* _SUPPLIED DATA_:
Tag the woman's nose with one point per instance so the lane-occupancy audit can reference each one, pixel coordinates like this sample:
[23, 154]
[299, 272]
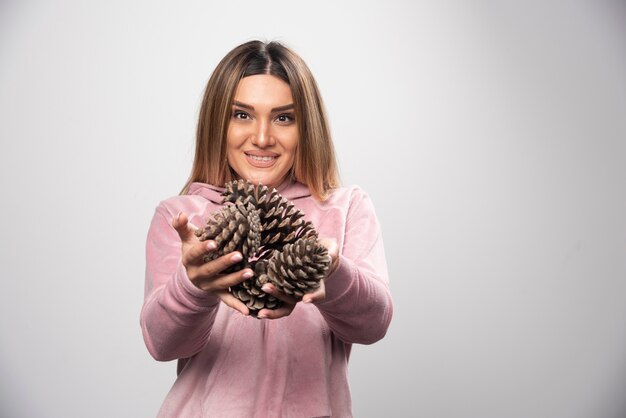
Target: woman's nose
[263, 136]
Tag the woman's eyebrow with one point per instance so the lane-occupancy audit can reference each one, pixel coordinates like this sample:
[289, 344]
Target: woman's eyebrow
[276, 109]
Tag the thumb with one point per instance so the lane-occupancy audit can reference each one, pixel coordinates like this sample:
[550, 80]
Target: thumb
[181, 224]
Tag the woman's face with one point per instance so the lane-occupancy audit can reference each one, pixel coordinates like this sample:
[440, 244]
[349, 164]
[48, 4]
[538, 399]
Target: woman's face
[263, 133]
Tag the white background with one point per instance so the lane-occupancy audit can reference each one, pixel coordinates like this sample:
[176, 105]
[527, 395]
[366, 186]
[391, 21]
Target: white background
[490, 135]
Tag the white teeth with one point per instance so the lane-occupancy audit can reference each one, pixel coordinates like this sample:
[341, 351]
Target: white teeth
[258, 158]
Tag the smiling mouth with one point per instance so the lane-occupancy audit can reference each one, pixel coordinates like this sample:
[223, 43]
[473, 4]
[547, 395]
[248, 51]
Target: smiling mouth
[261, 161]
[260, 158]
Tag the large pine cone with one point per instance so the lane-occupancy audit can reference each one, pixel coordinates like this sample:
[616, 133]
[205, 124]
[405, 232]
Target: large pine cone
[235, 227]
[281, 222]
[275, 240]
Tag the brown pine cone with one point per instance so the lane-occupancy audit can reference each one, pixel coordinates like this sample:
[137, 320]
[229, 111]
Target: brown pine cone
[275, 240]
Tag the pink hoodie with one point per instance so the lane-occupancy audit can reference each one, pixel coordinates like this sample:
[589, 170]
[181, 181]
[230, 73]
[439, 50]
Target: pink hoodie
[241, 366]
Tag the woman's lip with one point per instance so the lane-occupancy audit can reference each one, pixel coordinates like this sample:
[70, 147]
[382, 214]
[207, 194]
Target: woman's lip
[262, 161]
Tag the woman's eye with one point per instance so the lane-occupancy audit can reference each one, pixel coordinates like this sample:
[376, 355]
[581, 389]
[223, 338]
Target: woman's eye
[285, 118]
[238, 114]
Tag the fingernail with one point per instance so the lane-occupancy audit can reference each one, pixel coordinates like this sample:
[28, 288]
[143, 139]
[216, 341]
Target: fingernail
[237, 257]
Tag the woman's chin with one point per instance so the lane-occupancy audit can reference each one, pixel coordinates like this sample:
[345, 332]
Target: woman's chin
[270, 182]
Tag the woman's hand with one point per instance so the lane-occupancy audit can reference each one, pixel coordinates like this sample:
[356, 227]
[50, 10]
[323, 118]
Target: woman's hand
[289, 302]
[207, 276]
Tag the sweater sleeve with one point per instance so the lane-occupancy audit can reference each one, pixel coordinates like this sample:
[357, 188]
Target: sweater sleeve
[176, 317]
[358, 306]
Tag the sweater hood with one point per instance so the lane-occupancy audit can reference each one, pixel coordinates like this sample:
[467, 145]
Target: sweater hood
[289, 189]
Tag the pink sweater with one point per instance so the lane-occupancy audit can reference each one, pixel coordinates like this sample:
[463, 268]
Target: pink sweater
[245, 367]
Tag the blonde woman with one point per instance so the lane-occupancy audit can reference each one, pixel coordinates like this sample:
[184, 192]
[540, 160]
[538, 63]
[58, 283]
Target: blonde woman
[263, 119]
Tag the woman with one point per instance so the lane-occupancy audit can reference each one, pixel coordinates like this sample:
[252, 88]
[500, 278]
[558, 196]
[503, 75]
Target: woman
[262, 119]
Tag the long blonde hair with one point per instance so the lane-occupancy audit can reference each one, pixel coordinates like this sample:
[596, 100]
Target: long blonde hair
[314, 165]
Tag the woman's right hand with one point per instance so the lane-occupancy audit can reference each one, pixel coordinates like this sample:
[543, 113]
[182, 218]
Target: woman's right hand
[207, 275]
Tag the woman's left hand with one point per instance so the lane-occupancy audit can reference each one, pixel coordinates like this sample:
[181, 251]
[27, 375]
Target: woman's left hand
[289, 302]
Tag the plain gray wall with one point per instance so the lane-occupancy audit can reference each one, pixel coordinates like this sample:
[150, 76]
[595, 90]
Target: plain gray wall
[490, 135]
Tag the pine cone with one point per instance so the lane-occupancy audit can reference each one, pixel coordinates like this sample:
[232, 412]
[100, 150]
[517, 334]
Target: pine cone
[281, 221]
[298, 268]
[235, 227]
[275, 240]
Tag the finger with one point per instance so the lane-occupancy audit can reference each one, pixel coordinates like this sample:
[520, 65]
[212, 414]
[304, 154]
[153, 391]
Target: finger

* _WHAT YOU WILL DO_: Restate the material word for word; no picture should appear in the copy.

* _WRITTEN REPLY_:
Tag the woman's nose with one point per instance so the lane-occupancy audit can reference each one, pixel coordinates like this sample:
[23, 154]
[299, 272]
Target: woman's nose
[263, 136]
Tag the woman's eyebrow with one point per instance so the lane-occupancy audit can reference each one, pixel coordinates like this sample:
[289, 344]
Target: woman's eyebrow
[276, 109]
Tag the thumb with one point per instance so the lane-occupancy audit can reference each one, pixel coordinates like this sample:
[550, 80]
Target: thumb
[181, 224]
Tag the woman's face with one point per instance so the lane-occupancy audit can reference each one, pixel coordinates like this sample:
[440, 244]
[349, 164]
[48, 4]
[538, 399]
Target: woman's face
[263, 133]
Tag the white background with one point per instance so the lane-occupancy audit can reference each one, pixel coordinates like this sample:
[176, 105]
[527, 395]
[366, 186]
[391, 21]
Target: white background
[490, 135]
Tag the white teeth with one point per instance so the lane-occupancy audit can reference each one, pixel coordinates like this sample:
[341, 351]
Target: white teeth
[258, 158]
Tag the smiling mouth with one point per instance so the lane-occupancy audit can reference each one, pixel coordinates like this sample:
[223, 43]
[473, 4]
[547, 395]
[248, 51]
Target: smiling mouth
[261, 161]
[260, 158]
Tag the large pine cone with one point per instance so the lane-occupancy audit can reference each one, pixel coordinates like this sample:
[616, 133]
[205, 124]
[405, 232]
Target: large pine cone
[235, 227]
[281, 222]
[275, 240]
Tag the brown pine cone with one point per instance so the lane-occupancy audit can reference each one, pixel coordinates like this sample:
[137, 320]
[229, 111]
Target: brown pine cone
[275, 240]
Tag the pink hoodie with one point per instance so the lane-occupancy audit can reference each one, pixel coordinates like this sample:
[589, 170]
[181, 181]
[230, 73]
[439, 50]
Target: pink hoodie
[241, 366]
Tag the woman's lip with one point per instance so the lane-occupancy audit can reference each one, pixel coordinates like this sample:
[70, 147]
[382, 214]
[207, 194]
Target: woman's lip
[262, 161]
Tag the woman's eye with one point per instance so the lane-occupancy audit can reference each one, pixel coordinates like this sample:
[376, 355]
[581, 389]
[223, 338]
Target: woman's eye
[285, 118]
[238, 114]
Tag the fingernail with one point per instance so the lane-occupancy audit can reference each one, pixel coordinates like this sample:
[28, 288]
[143, 139]
[216, 341]
Target: fingernail
[237, 257]
Tag the woman's chin with one point per instance so the lane-occupancy audit can reference each one, pixel coordinates like this sample:
[345, 332]
Target: woman's chin
[270, 182]
Tag the woman's hand with one point per instance so the lane-occupancy audit can reference each one, pixel coordinates like this sample:
[356, 227]
[50, 10]
[323, 118]
Target: woman's hand
[289, 302]
[207, 276]
Tag the sweater sleeve with one point per instance so the lane-occupancy audit can reference each one, pixel coordinates like this sample:
[357, 188]
Target: sweater sleeve
[176, 317]
[358, 306]
Tag the sweater hood with one point per instance so the lane-occupancy audit can reference each one, pixel coordinates like this sample:
[467, 145]
Target: sweater hood
[289, 189]
Tag the pink sweater with one point per instance so the lane-occupancy audit can reference each one, pixel coordinates like this sample:
[463, 268]
Target: pink sweater
[245, 367]
Tag the blonde woman with one point per instance so the lane-occupancy audit can reference each one, pixel coordinates like this sample:
[184, 192]
[540, 160]
[538, 63]
[58, 283]
Target: blonde woman
[263, 119]
Tag the woman with one point per instance so the lane-occupancy audit can reference each one, pixel coordinates like this sample:
[252, 88]
[500, 278]
[558, 196]
[503, 75]
Target: woman
[262, 119]
Tag the long blonde hair with one point per instance so the lane-occupancy audit can reference each one, pixel coordinates like this sample:
[596, 100]
Target: long blonde hair
[314, 165]
Tag the woman's right hand with one point per instance so the lane-occupancy audit can reference each one, pixel coordinates like this sample:
[543, 113]
[182, 218]
Target: woman's right hand
[207, 275]
Tag the woman's left hand with one point per instance so the lane-occupancy audit can reference each one, pixel coordinates like this sample:
[181, 251]
[27, 375]
Target: woman's left hand
[289, 302]
Tag the plain gray wall with one point per instance so the lane-occupancy audit can reference each one, pixel coordinates like this sample:
[150, 76]
[595, 90]
Target: plain gray wall
[490, 135]
Tag the pine cone with one point per instance so the lane-occupancy audit can reference each one, pixel coordinates like this sample:
[232, 412]
[100, 150]
[517, 334]
Target: pine cone
[281, 221]
[298, 268]
[235, 227]
[275, 240]
Tag the finger with one point per instance so the lane-occupancy audit can reference each one, pixel coordinates like this sample:
[520, 65]
[212, 414]
[304, 154]
[153, 391]
Target: finger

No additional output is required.